[START OF Material shown]

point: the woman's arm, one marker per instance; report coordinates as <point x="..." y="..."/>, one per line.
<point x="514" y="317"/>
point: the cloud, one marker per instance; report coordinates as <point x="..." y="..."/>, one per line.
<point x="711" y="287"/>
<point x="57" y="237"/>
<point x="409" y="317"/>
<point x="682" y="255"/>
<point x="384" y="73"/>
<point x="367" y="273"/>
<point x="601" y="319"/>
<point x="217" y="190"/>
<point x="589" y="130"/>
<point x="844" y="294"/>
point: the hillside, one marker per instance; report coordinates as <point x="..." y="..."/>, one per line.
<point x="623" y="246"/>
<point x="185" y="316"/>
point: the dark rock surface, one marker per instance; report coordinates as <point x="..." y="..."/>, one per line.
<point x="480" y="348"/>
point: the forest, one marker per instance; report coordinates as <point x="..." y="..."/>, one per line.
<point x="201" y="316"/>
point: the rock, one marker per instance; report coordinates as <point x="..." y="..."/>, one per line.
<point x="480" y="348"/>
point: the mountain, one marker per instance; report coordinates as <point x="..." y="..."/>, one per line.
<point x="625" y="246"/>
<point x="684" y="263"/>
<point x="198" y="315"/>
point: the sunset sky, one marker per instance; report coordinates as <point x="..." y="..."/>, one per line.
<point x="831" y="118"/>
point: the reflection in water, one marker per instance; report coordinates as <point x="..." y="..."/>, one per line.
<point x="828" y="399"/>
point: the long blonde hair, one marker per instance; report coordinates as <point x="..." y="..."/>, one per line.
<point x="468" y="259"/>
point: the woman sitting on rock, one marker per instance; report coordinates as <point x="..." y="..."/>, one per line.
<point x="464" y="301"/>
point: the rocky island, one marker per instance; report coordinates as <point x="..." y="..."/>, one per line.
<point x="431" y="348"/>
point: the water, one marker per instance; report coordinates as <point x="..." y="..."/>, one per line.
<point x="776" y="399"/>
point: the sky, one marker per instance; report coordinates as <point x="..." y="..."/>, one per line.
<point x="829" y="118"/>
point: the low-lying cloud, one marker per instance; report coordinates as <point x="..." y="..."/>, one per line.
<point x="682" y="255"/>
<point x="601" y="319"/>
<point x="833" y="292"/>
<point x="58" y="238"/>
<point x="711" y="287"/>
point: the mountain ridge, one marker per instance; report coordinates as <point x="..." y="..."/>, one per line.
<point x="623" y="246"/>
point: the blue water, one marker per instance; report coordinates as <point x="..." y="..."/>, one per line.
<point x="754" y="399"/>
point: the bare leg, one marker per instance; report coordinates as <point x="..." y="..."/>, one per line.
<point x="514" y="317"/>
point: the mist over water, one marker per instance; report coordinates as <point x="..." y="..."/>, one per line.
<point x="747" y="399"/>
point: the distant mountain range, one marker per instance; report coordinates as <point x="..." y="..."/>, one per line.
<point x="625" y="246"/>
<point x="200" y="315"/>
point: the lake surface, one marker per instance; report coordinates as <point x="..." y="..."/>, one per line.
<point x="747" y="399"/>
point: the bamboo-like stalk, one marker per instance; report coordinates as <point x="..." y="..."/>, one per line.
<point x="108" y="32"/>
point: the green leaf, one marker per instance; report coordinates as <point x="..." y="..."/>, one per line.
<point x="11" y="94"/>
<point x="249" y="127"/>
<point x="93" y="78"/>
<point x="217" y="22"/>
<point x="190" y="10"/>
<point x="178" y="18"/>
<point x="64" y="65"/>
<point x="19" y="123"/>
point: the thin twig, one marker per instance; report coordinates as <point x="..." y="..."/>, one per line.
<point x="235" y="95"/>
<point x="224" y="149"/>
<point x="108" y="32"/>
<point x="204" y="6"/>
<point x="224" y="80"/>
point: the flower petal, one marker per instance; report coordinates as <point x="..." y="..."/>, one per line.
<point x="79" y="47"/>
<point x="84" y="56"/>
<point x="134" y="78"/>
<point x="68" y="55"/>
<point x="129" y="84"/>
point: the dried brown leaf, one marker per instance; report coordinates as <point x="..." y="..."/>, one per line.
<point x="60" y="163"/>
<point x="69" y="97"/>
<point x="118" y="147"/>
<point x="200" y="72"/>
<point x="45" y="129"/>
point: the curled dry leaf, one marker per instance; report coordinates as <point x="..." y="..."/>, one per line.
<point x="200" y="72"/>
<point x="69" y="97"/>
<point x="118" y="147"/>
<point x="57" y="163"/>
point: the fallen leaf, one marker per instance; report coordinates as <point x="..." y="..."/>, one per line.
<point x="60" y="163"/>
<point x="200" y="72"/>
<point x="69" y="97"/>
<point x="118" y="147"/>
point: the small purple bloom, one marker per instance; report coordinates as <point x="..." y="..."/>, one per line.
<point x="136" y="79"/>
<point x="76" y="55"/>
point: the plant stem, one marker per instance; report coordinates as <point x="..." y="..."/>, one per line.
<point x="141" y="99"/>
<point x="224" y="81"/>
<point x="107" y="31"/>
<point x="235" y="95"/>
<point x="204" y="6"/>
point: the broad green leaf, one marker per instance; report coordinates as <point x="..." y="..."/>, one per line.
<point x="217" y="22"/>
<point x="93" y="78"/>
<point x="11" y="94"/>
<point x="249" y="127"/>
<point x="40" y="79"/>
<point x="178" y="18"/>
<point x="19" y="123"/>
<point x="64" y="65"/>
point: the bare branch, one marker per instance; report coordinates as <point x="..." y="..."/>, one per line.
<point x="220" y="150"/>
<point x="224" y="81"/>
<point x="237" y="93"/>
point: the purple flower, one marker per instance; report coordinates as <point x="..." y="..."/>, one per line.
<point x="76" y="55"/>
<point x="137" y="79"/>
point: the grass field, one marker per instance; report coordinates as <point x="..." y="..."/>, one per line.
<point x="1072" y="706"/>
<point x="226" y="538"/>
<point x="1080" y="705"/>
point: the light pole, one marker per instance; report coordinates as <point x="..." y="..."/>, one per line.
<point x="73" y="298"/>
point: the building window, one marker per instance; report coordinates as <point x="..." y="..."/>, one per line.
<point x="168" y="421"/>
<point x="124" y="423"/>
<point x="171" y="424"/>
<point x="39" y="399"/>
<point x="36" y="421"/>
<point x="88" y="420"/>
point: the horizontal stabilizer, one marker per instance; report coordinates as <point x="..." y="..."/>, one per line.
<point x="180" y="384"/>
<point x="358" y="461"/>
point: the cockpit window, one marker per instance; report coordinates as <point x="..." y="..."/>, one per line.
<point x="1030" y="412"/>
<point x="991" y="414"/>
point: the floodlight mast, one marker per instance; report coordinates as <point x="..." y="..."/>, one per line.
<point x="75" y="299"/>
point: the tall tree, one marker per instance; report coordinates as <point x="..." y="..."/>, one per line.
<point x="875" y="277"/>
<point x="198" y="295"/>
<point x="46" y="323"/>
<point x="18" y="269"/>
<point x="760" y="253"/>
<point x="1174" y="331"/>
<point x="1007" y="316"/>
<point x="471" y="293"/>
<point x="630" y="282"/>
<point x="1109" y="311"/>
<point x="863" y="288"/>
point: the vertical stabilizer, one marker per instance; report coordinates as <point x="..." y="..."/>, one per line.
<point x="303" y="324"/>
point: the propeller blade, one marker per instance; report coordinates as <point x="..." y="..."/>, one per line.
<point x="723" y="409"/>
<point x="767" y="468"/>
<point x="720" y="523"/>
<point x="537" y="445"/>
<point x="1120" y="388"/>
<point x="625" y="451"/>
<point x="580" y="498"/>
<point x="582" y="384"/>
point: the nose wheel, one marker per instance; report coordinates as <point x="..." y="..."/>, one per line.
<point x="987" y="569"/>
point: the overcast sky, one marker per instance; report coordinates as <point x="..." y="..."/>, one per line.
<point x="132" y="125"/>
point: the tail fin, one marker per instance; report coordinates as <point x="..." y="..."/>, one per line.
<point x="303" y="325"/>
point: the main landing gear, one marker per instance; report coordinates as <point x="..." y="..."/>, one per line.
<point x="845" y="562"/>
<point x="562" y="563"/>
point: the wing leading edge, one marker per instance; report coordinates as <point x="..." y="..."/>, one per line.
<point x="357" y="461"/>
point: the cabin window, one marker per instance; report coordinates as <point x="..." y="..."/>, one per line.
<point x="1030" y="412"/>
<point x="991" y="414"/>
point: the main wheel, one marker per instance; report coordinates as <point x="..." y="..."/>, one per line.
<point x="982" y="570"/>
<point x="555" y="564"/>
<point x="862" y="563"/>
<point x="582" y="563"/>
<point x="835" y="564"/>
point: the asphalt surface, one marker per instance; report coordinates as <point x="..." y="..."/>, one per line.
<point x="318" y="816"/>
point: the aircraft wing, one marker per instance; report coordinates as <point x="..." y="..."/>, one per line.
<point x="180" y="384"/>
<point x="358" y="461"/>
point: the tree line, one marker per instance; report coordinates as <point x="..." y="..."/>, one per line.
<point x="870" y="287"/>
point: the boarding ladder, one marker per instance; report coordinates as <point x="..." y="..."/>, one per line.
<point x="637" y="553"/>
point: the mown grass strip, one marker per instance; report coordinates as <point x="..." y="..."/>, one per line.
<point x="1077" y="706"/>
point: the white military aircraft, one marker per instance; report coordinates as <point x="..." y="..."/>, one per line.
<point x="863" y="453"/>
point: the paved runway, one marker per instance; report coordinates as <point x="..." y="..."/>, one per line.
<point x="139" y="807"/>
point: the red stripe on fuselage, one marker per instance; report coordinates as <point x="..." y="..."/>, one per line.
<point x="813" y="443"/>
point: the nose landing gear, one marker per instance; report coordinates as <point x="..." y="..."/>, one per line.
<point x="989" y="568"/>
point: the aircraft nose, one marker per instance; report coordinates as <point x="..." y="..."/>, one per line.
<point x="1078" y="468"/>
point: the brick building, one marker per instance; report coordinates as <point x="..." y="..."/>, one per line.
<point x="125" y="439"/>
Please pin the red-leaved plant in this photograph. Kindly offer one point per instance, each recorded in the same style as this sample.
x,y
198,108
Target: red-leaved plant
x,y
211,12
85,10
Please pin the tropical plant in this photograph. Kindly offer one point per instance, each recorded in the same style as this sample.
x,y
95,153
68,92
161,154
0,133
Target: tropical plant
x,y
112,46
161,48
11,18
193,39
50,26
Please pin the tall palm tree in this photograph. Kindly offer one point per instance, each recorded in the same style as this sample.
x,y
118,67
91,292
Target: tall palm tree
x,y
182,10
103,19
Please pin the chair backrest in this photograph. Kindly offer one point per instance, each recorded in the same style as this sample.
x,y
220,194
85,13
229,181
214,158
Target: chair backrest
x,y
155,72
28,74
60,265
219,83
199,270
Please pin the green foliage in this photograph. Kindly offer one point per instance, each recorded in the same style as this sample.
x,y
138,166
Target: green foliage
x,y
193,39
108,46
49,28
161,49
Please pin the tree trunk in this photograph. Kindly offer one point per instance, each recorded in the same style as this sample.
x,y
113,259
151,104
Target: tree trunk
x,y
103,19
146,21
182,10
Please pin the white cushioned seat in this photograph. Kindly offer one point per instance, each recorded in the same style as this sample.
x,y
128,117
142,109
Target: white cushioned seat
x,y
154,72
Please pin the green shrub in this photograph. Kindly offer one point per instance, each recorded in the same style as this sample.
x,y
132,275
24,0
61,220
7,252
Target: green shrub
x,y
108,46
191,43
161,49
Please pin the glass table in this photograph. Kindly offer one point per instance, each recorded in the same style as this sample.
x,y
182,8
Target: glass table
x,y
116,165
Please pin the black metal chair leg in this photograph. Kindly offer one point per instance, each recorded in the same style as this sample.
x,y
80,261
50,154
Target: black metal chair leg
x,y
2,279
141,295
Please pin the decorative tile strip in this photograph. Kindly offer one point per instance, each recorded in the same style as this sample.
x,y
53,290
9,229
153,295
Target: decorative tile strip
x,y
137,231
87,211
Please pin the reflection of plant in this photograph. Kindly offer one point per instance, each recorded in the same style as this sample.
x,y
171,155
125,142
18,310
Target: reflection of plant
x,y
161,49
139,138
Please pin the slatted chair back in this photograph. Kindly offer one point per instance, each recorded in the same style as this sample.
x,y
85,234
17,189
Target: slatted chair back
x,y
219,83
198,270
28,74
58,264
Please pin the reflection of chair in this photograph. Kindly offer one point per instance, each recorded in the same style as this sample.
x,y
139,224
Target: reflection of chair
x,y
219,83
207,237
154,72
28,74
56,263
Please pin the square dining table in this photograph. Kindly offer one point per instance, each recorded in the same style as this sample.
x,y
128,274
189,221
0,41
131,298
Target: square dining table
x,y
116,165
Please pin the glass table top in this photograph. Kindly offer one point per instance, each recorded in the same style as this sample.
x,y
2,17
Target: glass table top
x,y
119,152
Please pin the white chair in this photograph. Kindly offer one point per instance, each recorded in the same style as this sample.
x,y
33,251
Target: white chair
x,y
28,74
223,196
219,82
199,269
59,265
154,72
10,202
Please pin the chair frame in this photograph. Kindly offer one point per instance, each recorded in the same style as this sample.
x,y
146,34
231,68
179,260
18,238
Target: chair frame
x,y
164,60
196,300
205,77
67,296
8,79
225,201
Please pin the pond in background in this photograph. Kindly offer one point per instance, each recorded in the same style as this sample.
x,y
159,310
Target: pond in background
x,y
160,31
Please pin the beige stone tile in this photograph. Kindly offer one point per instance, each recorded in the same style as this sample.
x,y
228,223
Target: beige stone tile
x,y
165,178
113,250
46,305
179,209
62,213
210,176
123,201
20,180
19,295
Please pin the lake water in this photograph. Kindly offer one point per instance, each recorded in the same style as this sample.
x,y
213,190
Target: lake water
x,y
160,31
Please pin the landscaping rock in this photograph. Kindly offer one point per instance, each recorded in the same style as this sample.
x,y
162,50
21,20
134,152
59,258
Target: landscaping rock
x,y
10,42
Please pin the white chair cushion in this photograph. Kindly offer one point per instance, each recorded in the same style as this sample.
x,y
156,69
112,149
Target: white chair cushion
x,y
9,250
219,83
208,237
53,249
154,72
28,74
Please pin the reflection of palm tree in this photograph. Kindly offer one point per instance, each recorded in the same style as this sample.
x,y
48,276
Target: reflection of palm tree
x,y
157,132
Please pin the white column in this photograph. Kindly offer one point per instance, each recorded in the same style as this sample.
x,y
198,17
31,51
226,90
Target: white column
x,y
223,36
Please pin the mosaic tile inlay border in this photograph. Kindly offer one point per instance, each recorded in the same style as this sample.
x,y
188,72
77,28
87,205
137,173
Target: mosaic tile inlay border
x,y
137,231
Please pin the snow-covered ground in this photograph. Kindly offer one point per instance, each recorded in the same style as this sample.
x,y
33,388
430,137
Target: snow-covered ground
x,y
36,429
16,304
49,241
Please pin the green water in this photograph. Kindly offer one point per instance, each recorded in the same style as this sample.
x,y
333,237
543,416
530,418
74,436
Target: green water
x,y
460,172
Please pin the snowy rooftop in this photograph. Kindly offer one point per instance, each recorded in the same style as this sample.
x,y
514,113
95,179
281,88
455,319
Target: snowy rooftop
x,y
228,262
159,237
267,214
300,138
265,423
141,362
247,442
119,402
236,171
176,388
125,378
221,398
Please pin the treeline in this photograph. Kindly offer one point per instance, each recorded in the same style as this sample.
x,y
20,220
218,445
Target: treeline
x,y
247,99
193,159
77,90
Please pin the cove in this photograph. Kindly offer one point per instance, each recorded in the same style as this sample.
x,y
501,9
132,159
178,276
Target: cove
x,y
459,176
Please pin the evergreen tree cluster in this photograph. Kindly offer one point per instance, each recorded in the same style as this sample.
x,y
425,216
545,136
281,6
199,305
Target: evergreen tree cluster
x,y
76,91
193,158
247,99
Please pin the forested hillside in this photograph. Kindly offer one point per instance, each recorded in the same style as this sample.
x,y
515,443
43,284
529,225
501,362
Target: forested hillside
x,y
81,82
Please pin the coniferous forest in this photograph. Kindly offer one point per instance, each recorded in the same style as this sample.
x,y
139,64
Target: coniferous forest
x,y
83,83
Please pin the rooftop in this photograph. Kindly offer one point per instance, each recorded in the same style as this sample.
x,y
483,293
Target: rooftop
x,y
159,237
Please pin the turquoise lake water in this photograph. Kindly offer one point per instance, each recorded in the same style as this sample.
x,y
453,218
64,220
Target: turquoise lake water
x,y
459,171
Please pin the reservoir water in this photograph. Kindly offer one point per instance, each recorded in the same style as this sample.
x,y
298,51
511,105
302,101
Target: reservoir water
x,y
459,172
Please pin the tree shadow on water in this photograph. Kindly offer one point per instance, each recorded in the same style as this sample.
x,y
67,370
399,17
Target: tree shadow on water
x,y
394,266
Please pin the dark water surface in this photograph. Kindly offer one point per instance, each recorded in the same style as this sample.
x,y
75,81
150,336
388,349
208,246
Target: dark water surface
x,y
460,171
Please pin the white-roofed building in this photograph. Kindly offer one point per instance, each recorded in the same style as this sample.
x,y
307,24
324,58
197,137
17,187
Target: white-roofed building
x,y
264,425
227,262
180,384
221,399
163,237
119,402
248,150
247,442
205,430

[END OF Material shown]

What is expected
Repeat the lines from the one containing "Please pin the coniferous" through the end of the listing, exactly and without any other lines; both ends are included.

Full output
Please pin the coniferous forest in this photograph. Kindly offer one point per instance, each recorded in the same style as this sample.
x,y
139,64
Target: coniferous forest
x,y
83,83
Please pin the rooftop in this photograph. Kindly offer one point per instance, each recorded in the same style as this sample.
x,y
483,293
Target: rooftop
x,y
159,237
Please pin the turquoise lake water in this photograph. Kindly offer one point per instance, each recorded in the same style as this sample.
x,y
453,218
64,220
Target: turquoise lake water
x,y
459,171
Please pin the reservoir water in this photograph. Kindly offer one point per instance, each recorded in the same style as this sample.
x,y
298,51
511,105
302,101
Target: reservoir water
x,y
459,172
Please pin the tree shadow on water in this photograph. Kindly offer one point per instance, each recorded in the same style as this sample.
x,y
67,370
399,17
Target: tree shadow on water
x,y
394,266
Please pin the dark water surface in this photograph. Kindly offer one point per instance, each recorded in the same style as this sample.
x,y
75,81
150,336
388,349
208,246
Target: dark water surface
x,y
460,171
Please pin the white-roofed building in this photograph. Kindly offer one point per instance, each recorded in the same style as this sample.
x,y
307,24
324,58
197,137
17,187
Target: white-roofed building
x,y
264,425
227,262
180,384
221,399
163,237
119,402
248,150
247,442
205,430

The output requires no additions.